• [Tujuan Latihan] Salin kembali bagian teks tentang prinsip belajar anak, mulai dari kata "Dia menyarankan , dalam" dan terus sampai kata "baik dan menyenangkan.", tanpa mengubah satu huruf pun.

• [Kutipan Halaman]
————————

Prinsip dasar belajar anak-anak haruslah
menyenangkan . Karena dengan belajar menyenangkan akan menumbuhkan
emosional yg positif. Dalam proses belajar, anak harus diposisikan
sebagai subjek dan bukan objek. Sebaiknya anak belajar atas inisiatif
diri sendiri.
Bila dalam proses belajar, si anak menjadi
objek, maka yang banyak melakukan intervensi adalah pendidik. Si anak
dijadikan robot dan terlalu banyak diarahkan oleh pendidik. Hasilnya
akan membuat anak menjadi malas belajar, belajar tidak efektif.
Dalam
system belajar, anak harus ikut terlibat dlm proses pembelajaran. Salah
satu caranya mungkin sebaiknya dlm satu kelas jangan sampai terlalu
banyak siswa. Problem yg akan terjadi akan ada anak-anak yg merasa tidak
diperhatikan. Dengan begitu minat belajarnya karena keterpaksaan.
Solusinya,
guru dituntut punya kompetensi dengan kondisi-kondisi yg terjadi
sekarang ini. Guru perlu memahami bahwa anak didiknya adalah subjek.
“Secara psikologi, guru-guru juga harus memahami keanekaragaman minat
belajar anak,” ujar Dhanang.
Dia menyarankan , dalam proses
belajar perlu dikembangkan metode pelajaran tematik yg aplikatif. Ada
pembahasan-pembahasan atas sebuah masalah. Misalkan soal banjir, mungkin
saja dari pembahasan itu mundul ide-ide yg luar biasa dan cemerlang
dari anak. Atau dlm pelajaran mengenai stek tumbuhan, anak-anak bisa
diajak untuk mempraktikkan langsung dilapangan.
Kalaupun tidak
bisa melakukan kegiatan praktik diluar ruang, bisa saja dengan cara
menyajikan sejumlah materi tematik dan contohnya via media visual di
dalam kelas.
Sebagai contoh, Dhanang menunjukkan apa yg sudah
dilakukan di sekolah-sekolah alam. Ternyata anak-anak lebih mudah
menyerap pelajaran dengan baik dan menyenangkan.
“Belajar tidak hanya teori. Teori dibutuhkan dalam rangka mengejar standardisasi kurikulum. Tapi untuk mencapai tujuan-tujuan itu, perlu ada media belajarnya yg menyenangkan bagi anak,” kata Dhanang.

————————

• [Data Tercatat]
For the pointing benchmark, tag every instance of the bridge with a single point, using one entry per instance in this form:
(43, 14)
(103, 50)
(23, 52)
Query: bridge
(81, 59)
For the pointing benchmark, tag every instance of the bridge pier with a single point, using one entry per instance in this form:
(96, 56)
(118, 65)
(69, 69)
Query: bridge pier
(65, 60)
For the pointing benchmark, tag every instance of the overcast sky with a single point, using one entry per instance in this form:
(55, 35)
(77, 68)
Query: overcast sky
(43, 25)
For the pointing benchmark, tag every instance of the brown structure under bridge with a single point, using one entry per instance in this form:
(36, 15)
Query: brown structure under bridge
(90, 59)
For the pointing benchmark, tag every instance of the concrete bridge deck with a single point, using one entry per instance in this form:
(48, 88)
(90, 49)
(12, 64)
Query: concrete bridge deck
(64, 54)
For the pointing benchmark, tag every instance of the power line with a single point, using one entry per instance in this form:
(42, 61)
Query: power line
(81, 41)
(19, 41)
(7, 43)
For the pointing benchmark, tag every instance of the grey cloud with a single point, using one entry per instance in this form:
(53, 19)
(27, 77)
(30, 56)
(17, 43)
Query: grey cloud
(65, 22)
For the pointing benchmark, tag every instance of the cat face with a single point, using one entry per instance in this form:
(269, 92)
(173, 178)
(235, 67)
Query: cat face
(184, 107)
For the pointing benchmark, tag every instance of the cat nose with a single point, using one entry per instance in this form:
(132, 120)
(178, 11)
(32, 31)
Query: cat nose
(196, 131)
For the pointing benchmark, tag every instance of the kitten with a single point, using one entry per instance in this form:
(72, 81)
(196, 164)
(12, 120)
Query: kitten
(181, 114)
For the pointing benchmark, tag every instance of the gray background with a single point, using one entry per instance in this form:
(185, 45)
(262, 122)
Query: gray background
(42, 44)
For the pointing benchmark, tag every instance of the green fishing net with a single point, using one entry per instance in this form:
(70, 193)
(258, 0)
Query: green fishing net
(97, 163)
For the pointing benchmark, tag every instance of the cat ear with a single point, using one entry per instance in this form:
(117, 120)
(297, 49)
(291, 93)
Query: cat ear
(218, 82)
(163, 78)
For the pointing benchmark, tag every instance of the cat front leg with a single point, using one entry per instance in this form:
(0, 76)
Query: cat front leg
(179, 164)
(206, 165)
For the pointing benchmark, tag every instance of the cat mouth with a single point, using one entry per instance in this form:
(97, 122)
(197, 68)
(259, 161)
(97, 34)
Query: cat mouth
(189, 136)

————————

• [Jawaban]
Dia menyarankan , dalam proses
belajar perlu dikembangkan metode pelajaran tematik yg aplikatif. Ada
pembahasan-pembahasan atas sebuah masalah. Misalkan soal banjir, mungkin
saja dari pembahasan itu mundul ide-ide yg luar biasa dan cemerlang
dari anak. Atau dlm pelajaran mengenai stek tumbuhan, anak-anak bisa
diajak untuk mempraktikkan langsung dilapangan.
Kalaupun tidak
bisa melakukan kegiatan praktik diluar ruang, bisa saja dengan cara
menyajikan sejumlah materi tematik dan contohnya via media visual di
dalam kelas.
Sebagai contoh, Dhanang menunjukkan apa yg sudah
dilakukan di sekolah-sekolah alam. Ternyata anak-anak lebih mudah
menyerap pelajaran dengan baik dan menyenangkan.